SET TASK: Write out the listing beneath this instruction in its entirety, exactly as it reads.

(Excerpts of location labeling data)
- - - - - - -
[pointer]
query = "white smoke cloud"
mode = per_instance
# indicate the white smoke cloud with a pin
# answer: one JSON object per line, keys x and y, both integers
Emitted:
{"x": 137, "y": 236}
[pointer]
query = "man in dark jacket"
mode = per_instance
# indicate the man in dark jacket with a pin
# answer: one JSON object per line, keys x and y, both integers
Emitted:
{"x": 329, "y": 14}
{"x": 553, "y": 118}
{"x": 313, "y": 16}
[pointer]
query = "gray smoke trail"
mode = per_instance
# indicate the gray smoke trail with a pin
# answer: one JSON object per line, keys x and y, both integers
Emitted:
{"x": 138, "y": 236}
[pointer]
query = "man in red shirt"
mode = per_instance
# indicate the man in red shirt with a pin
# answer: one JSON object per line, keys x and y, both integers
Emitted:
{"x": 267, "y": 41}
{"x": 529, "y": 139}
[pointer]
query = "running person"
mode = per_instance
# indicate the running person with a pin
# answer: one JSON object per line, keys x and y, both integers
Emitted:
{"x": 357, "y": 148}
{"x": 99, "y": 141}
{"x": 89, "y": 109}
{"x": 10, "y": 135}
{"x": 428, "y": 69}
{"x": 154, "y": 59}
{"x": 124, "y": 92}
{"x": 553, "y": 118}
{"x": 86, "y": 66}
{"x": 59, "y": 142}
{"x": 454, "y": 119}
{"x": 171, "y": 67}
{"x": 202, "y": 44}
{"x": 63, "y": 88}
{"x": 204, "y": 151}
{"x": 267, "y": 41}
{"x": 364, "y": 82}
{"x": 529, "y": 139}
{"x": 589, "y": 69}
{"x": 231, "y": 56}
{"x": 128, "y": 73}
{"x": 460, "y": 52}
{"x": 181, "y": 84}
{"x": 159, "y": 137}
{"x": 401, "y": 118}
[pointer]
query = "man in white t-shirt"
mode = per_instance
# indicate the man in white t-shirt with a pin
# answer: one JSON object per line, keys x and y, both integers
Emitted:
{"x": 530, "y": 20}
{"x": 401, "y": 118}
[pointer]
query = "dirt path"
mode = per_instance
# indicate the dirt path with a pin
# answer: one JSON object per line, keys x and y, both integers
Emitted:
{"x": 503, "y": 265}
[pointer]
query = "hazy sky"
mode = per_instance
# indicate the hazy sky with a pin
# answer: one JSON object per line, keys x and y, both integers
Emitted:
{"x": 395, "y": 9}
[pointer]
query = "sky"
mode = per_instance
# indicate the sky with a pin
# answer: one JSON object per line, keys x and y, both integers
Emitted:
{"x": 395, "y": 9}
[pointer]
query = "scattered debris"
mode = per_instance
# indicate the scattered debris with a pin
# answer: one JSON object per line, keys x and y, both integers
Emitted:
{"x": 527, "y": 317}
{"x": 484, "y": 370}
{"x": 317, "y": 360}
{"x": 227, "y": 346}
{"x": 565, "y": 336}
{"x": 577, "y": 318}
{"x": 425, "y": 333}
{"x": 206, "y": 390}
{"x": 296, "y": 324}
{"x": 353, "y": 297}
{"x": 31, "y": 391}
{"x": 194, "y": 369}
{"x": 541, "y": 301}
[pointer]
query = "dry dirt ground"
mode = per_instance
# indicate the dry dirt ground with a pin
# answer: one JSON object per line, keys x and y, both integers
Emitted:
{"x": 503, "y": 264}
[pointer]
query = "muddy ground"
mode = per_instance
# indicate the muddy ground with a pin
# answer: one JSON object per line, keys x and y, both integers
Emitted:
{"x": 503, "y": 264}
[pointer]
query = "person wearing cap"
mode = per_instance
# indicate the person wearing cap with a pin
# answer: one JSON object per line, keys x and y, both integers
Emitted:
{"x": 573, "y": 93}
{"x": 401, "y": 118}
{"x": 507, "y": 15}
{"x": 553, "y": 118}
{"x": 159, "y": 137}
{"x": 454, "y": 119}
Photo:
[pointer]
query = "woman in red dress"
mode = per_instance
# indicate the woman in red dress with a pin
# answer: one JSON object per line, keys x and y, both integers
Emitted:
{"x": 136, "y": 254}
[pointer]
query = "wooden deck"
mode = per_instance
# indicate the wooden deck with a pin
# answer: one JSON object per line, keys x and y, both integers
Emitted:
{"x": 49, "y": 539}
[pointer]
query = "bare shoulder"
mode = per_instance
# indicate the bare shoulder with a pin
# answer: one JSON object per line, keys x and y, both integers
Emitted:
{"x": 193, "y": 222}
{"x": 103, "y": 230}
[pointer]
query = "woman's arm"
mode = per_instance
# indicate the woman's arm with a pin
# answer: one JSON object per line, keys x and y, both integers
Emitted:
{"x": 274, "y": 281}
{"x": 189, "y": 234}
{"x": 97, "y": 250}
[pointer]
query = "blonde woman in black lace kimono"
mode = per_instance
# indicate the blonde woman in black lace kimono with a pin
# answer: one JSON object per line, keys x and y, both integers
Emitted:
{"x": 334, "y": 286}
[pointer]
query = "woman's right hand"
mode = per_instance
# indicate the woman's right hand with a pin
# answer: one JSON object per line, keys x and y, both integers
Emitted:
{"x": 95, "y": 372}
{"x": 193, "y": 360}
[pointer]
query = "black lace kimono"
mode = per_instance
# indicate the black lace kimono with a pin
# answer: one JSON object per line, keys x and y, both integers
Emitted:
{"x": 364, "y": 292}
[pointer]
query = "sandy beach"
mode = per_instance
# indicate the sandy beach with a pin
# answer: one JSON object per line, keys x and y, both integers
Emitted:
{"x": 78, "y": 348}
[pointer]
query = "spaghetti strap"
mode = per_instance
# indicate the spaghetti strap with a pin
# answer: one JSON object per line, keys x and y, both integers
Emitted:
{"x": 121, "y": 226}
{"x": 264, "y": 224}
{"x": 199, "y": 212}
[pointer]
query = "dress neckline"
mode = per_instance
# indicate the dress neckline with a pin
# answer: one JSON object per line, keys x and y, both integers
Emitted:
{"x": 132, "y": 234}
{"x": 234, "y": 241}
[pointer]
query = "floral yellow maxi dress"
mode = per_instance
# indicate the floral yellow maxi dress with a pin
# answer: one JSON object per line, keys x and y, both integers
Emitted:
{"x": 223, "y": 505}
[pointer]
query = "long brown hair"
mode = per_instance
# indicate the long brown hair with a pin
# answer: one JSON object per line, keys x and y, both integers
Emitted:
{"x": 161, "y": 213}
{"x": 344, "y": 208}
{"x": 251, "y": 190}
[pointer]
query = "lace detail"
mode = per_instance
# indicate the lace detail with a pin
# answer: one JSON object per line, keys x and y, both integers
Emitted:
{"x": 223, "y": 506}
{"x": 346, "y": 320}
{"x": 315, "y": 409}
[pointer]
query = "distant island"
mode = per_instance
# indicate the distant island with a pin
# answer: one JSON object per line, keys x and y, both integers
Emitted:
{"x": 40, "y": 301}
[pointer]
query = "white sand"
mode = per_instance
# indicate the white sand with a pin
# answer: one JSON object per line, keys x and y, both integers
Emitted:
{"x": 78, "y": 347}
- - - - - - -
RESULT OF THE EXERCISE:
[pointer]
query = "white smoke cloud"
mode = per_instance
# indicate the white smoke cloud with a pin
# answer: one JSON object per line, keys x and y, both integers
Emitted:
{"x": 137, "y": 236}
[pointer]
query = "man in dark jacket"
mode = per_instance
# indicate the man in dark jacket with a pin
# answer: one JSON object per line, keys x and y, both integers
Emitted:
{"x": 329, "y": 14}
{"x": 553, "y": 118}
{"x": 313, "y": 16}
[pointer]
query = "gray smoke trail"
mode = per_instance
# indicate the gray smoke trail with a pin
# answer: one JSON object per line, keys x and y, both integers
Emitted:
{"x": 138, "y": 236}
[pointer]
query = "man in red shirt"
mode = per_instance
# indicate the man in red shirt with a pin
# answer: one JSON object per line, keys x and y, both integers
Emitted:
{"x": 267, "y": 41}
{"x": 529, "y": 139}
[pointer]
query = "running person"
mode = per_instance
# indicate the running person with a pin
# answer: one JSON object per line, keys x and y, both integers
Emitted:
{"x": 357, "y": 148}
{"x": 99, "y": 141}
{"x": 89, "y": 109}
{"x": 10, "y": 135}
{"x": 428, "y": 69}
{"x": 154, "y": 59}
{"x": 124, "y": 92}
{"x": 553, "y": 118}
{"x": 86, "y": 66}
{"x": 59, "y": 142}
{"x": 454, "y": 119}
{"x": 171, "y": 67}
{"x": 202, "y": 44}
{"x": 63, "y": 88}
{"x": 204, "y": 151}
{"x": 267, "y": 41}
{"x": 364, "y": 82}
{"x": 529, "y": 139}
{"x": 589, "y": 69}
{"x": 231, "y": 56}
{"x": 128, "y": 73}
{"x": 460, "y": 52}
{"x": 181, "y": 84}
{"x": 159, "y": 137}
{"x": 401, "y": 118}
[pointer]
query = "man in white t-shirt"
mode = per_instance
# indicate the man in white t-shirt with a pin
# answer: one JSON object per line, keys x and y, both integers
Emitted:
{"x": 530, "y": 20}
{"x": 401, "y": 118}
[pointer]
query = "dirt path"
mode = per_instance
# indicate the dirt path with a pin
# answer: one JSON object per line, keys x and y, both integers
Emitted:
{"x": 503, "y": 265}
[pointer]
query = "hazy sky"
mode = per_instance
# indicate the hazy sky with a pin
# answer: one JSON object per line, keys x and y, both integers
Emitted:
{"x": 395, "y": 9}
[pointer]
query = "sky"
mode = per_instance
# indicate the sky with a pin
# answer: one JSON object per line, keys x and y, both integers
Emitted:
{"x": 395, "y": 9}
[pointer]
query = "scattered debris"
mode = per_instance
# indicate the scattered debris with a pin
# answer: one JSON object per line, keys x and y, both integers
Emitted:
{"x": 527, "y": 317}
{"x": 484, "y": 370}
{"x": 317, "y": 360}
{"x": 227, "y": 346}
{"x": 565, "y": 336}
{"x": 577, "y": 318}
{"x": 425, "y": 333}
{"x": 206, "y": 390}
{"x": 296, "y": 324}
{"x": 353, "y": 297}
{"x": 31, "y": 391}
{"x": 194, "y": 369}
{"x": 541, "y": 301}
[pointer]
query = "dry dirt ground"
mode = per_instance
# indicate the dry dirt ground with a pin
# answer: one JSON object per line, keys x and y, both integers
Emitted:
{"x": 503, "y": 264}
[pointer]
query = "muddy ground"
mode = per_instance
# indicate the muddy ground with a pin
# answer: one JSON object per line, keys x and y, both integers
Emitted:
{"x": 503, "y": 264}
[pointer]
query = "person wearing cap"
mode = per_instance
# indicate the person wearing cap with a pin
# answer: one JSON object per line, keys x and y, both integers
Emitted:
{"x": 573, "y": 93}
{"x": 401, "y": 118}
{"x": 507, "y": 15}
{"x": 553, "y": 118}
{"x": 159, "y": 137}
{"x": 454, "y": 119}
Photo:
[pointer]
query = "woman in red dress"
mode = per_instance
# indicate the woman in red dress with a pin
# answer: one JSON object per line, keys x and y, both integers
Emitted:
{"x": 136, "y": 254}
[pointer]
query = "wooden deck"
mode = per_instance
# indicate the wooden deck with a pin
# answer: one JSON object per line, keys x and y, both integers
Emitted:
{"x": 49, "y": 539}
[pointer]
query = "bare shoulder"
mode = per_instance
# indicate the bare shoulder with a pin
# answer: one JSON object per line, keys x and y, both integers
Emitted:
{"x": 193, "y": 222}
{"x": 103, "y": 230}
[pointer]
query = "woman's arm"
mode = per_instance
# indicate the woman's arm with a pin
# answer: one JSON object per line, keys x and y, both integers
Emitted:
{"x": 274, "y": 281}
{"x": 189, "y": 234}
{"x": 97, "y": 250}
[pointer]
query = "blonde woman in black lace kimono"
mode = per_instance
# indicate the blonde woman in black lace kimono with a pin
# answer: one JSON object per line, keys x and y, both integers
Emitted:
{"x": 334, "y": 286}
[pointer]
query = "woman's right hand"
mode = per_instance
# indicate the woman's right hand with a pin
# answer: one JSON object per line, keys x and y, both integers
Emitted:
{"x": 95, "y": 372}
{"x": 193, "y": 360}
[pointer]
query = "black lace kimono"
mode = per_instance
# indicate the black lace kimono with a pin
# answer: one JSON object per line, keys x and y, both integers
Emitted:
{"x": 364, "y": 292}
[pointer]
query = "sandy beach"
mode = per_instance
# indicate the sandy beach with a pin
# answer: one JSON object per line, keys x and y, both integers
Emitted:
{"x": 78, "y": 348}
[pointer]
query = "spaghetti strap"
mode = per_instance
# indicate the spaghetti strap with a pin
# answer: one JSON object per line, keys x and y, both integers
Emitted:
{"x": 121, "y": 226}
{"x": 264, "y": 224}
{"x": 199, "y": 212}
[pointer]
query = "dress neckline"
mode = per_instance
# indicate the dress neckline with a pin
# answer: one JSON object per line, keys x and y, both integers
Emitted:
{"x": 132, "y": 234}
{"x": 234, "y": 241}
[pointer]
query = "floral yellow maxi dress"
mode = per_instance
# indicate the floral yellow maxi dress with a pin
# answer: one JSON object per line, keys x and y, both integers
Emitted:
{"x": 223, "y": 505}
[pointer]
query = "long brown hair"
mode = per_instance
# indicate the long brown hair with a pin
# answer: one JSON object per line, keys x and y, both integers
Emitted:
{"x": 161, "y": 213}
{"x": 344, "y": 208}
{"x": 251, "y": 190}
[pointer]
query = "lace detail"
mode = per_instance
# indicate the lace detail with a pin
# answer: one JSON object per line, keys x and y, both integers
Emitted:
{"x": 223, "y": 506}
{"x": 346, "y": 320}
{"x": 315, "y": 409}
[pointer]
query = "distant island"
mode = per_instance
# indicate the distant island with a pin
# answer: one JSON object per line, keys x and y, both integers
Emitted:
{"x": 40, "y": 301}
[pointer]
query = "white sand"
mode = per_instance
# indicate the white sand with a pin
# answer: one JSON object per line, keys x and y, both integers
Emitted:
{"x": 78, "y": 347}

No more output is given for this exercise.